>>
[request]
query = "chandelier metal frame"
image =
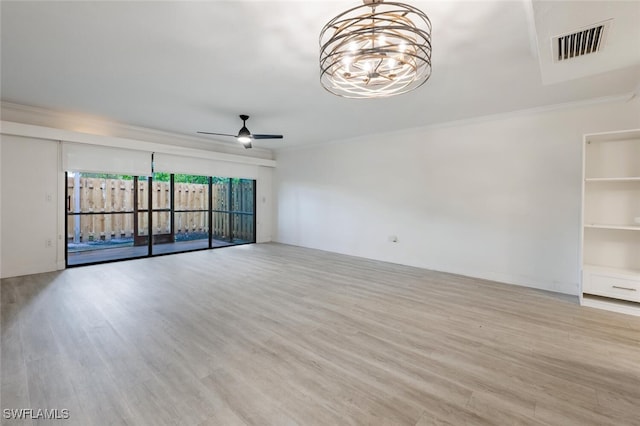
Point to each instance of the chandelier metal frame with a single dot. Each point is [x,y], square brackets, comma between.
[375,50]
<<
## Problem statement
An exact copy of every line from the one containing "Point to each" through the last line of the entries is required; please add nothing.

## Answer section
Point to each instance of the chandelier metal frame with a single dot. Each point is [x,y], square brackets, comma between.
[375,50]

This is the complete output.